Records contained in a dataset
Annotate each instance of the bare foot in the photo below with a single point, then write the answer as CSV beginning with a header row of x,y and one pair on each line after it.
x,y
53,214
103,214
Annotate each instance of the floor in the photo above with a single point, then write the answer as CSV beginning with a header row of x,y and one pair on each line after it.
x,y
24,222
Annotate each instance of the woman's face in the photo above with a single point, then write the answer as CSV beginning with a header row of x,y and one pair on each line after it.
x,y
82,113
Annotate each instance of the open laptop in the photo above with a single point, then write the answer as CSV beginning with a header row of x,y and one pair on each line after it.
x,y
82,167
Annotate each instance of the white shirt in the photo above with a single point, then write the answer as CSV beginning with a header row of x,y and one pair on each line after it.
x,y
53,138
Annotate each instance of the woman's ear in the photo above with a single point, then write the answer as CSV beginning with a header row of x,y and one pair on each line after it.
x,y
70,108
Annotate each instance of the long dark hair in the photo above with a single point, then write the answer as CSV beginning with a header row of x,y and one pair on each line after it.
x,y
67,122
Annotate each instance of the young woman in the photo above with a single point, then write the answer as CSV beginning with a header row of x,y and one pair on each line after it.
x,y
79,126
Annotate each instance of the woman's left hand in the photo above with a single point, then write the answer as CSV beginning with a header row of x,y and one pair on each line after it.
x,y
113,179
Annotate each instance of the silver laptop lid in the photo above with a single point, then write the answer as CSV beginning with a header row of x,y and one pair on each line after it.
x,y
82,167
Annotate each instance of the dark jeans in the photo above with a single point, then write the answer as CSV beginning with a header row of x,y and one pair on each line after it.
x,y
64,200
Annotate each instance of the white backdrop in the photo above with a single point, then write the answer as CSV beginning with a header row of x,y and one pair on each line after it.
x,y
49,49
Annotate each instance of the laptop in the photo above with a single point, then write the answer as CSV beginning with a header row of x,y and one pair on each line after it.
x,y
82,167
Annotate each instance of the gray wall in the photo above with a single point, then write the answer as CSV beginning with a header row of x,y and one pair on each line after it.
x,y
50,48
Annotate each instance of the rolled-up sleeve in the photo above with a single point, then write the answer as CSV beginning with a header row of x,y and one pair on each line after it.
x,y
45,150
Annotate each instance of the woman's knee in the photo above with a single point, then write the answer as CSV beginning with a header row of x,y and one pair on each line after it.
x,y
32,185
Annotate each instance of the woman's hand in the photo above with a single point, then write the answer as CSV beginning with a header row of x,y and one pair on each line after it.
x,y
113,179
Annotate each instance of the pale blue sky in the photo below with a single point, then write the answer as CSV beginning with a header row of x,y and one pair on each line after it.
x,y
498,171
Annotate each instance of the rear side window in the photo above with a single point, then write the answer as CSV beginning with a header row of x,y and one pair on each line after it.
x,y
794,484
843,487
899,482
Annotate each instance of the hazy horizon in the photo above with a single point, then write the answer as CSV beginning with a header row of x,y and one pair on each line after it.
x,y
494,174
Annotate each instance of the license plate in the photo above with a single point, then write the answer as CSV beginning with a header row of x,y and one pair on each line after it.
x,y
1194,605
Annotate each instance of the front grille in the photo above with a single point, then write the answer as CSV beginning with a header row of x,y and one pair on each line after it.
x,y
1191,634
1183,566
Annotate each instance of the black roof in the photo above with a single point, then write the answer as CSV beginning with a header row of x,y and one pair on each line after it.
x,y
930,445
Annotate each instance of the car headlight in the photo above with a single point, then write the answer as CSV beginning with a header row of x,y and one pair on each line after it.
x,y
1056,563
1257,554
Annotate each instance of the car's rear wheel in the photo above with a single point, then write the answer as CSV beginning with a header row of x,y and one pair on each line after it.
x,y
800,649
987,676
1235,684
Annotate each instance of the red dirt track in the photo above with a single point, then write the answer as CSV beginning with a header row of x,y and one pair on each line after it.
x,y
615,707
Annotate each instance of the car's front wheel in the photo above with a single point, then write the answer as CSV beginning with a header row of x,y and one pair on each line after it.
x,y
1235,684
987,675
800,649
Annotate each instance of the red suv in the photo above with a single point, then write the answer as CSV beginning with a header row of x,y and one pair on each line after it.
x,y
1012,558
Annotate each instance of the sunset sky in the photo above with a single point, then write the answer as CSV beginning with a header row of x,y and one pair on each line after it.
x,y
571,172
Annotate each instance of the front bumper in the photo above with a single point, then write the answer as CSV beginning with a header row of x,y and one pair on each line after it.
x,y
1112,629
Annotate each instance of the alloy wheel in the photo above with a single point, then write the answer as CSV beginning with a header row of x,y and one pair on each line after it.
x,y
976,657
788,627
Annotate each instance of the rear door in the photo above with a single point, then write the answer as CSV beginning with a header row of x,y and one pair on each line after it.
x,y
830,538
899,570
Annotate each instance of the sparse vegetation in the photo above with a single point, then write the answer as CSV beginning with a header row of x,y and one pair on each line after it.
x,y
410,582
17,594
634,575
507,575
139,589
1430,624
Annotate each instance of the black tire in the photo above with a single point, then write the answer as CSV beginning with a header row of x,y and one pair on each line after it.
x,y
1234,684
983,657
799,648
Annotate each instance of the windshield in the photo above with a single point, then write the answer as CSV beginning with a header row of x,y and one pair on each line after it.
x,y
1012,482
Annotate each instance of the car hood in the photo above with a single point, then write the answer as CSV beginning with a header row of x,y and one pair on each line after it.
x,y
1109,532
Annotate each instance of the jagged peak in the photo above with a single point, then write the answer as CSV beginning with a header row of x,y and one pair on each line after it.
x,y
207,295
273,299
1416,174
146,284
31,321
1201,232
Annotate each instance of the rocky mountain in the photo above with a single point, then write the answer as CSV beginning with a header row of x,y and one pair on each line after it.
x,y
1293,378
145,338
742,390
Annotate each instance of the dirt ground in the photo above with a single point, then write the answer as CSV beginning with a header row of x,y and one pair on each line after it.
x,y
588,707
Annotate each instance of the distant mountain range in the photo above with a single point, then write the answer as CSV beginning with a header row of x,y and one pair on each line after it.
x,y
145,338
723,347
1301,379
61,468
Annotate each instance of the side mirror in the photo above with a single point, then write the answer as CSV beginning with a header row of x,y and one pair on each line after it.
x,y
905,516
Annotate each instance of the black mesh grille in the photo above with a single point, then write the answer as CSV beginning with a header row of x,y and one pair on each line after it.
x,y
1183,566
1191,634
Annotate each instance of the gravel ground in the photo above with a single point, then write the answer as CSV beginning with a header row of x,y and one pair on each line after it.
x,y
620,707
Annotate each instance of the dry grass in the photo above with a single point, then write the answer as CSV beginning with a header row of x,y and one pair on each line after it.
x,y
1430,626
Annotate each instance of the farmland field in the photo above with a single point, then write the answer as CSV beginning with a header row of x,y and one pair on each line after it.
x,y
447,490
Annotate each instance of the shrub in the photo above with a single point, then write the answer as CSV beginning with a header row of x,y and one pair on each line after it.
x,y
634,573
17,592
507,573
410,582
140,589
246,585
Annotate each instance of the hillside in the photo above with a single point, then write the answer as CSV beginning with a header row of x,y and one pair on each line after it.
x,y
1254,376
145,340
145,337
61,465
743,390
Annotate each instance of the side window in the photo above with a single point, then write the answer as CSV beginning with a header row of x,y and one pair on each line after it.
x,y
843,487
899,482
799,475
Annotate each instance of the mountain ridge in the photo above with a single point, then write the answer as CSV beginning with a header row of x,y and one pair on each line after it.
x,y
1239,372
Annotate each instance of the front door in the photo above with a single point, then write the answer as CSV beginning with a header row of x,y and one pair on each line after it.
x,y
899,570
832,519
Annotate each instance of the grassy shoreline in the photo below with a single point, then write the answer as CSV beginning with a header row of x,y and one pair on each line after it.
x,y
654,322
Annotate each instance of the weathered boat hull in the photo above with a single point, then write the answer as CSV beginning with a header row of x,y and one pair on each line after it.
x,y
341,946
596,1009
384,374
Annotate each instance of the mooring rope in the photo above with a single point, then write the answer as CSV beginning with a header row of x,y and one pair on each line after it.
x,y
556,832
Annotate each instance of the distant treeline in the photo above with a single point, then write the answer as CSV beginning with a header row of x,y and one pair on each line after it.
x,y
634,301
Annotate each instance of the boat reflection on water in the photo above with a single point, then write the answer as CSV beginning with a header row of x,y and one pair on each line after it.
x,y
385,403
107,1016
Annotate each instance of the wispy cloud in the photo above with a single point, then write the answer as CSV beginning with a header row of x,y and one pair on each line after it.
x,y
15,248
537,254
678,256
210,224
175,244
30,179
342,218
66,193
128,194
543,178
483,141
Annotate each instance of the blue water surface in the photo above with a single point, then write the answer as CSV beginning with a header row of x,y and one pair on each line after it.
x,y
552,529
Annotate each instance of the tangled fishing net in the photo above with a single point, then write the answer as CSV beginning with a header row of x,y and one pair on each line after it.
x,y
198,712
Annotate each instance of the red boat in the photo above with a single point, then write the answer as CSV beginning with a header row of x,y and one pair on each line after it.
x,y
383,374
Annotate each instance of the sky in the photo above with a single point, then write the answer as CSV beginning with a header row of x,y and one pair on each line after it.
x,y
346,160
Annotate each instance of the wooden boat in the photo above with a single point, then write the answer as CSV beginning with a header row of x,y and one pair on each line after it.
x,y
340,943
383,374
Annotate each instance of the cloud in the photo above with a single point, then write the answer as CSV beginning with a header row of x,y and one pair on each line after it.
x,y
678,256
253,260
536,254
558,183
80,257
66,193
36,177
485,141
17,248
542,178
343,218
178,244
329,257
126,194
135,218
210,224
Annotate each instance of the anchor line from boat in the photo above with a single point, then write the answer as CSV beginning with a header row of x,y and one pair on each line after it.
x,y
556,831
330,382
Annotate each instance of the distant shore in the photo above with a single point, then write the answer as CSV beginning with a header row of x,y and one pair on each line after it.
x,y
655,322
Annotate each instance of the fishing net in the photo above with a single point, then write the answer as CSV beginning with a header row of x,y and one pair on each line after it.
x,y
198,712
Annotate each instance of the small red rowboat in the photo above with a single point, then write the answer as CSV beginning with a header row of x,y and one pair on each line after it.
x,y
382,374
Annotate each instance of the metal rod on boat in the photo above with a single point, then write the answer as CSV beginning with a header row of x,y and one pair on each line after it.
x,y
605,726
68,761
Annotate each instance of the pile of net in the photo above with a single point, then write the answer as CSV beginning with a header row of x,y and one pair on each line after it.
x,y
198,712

▶ **EXERCISE REQUIREMENTS**:
Set down exactly what runs from the line with "Annotate each instance of the wooden" to the last line of the data above, including both of those lines and no others.

▶ **ANSWER BELOW**:
Annotate each instance of the wooden boat in the photo above with a single point, then write the answer as CSV beginning with a header row of x,y and one pair on each line after it.
x,y
340,943
383,374
Annotate each instance of the cloud in the photo above with a single point, then write the answer as CSV beginning with a header row of x,y and one pair on each line after it.
x,y
678,256
253,260
536,254
558,183
80,257
66,193
36,177
485,141
17,248
542,178
343,218
178,244
329,257
126,194
135,218
210,224
Annotate each instance of the anchor line from boat in the photo above with a single point, then write the answer as CSV beginning with a header row of x,y and one pair on each line after it.
x,y
556,831
330,382
Annotate each instance of the distant shore in the photo above with a single point, then write the answer as CSV beginning with a header row of x,y and one pair on each line after it.
x,y
655,322
Annotate each instance of the fishing net in the photo above with a single point, then write the answer as CSV beginning with a header row of x,y and one pair on each line after it.
x,y
198,712
Annotate each instance of the small red rowboat in the photo above with a single point, then write the answer as CSV beginning with a header row of x,y and one pair on each line after it.
x,y
382,374
Annotate each instance of the metal rod on boat in the photo above with a single point, then write the answer as CSV beginning with a header row of x,y and one pair on each line after it.
x,y
605,726
68,761
Annotate each instance of the pile of net in the photo above with a single point, then write the answer as CSV beginning with a header row of x,y and one pair on each line after it.
x,y
198,712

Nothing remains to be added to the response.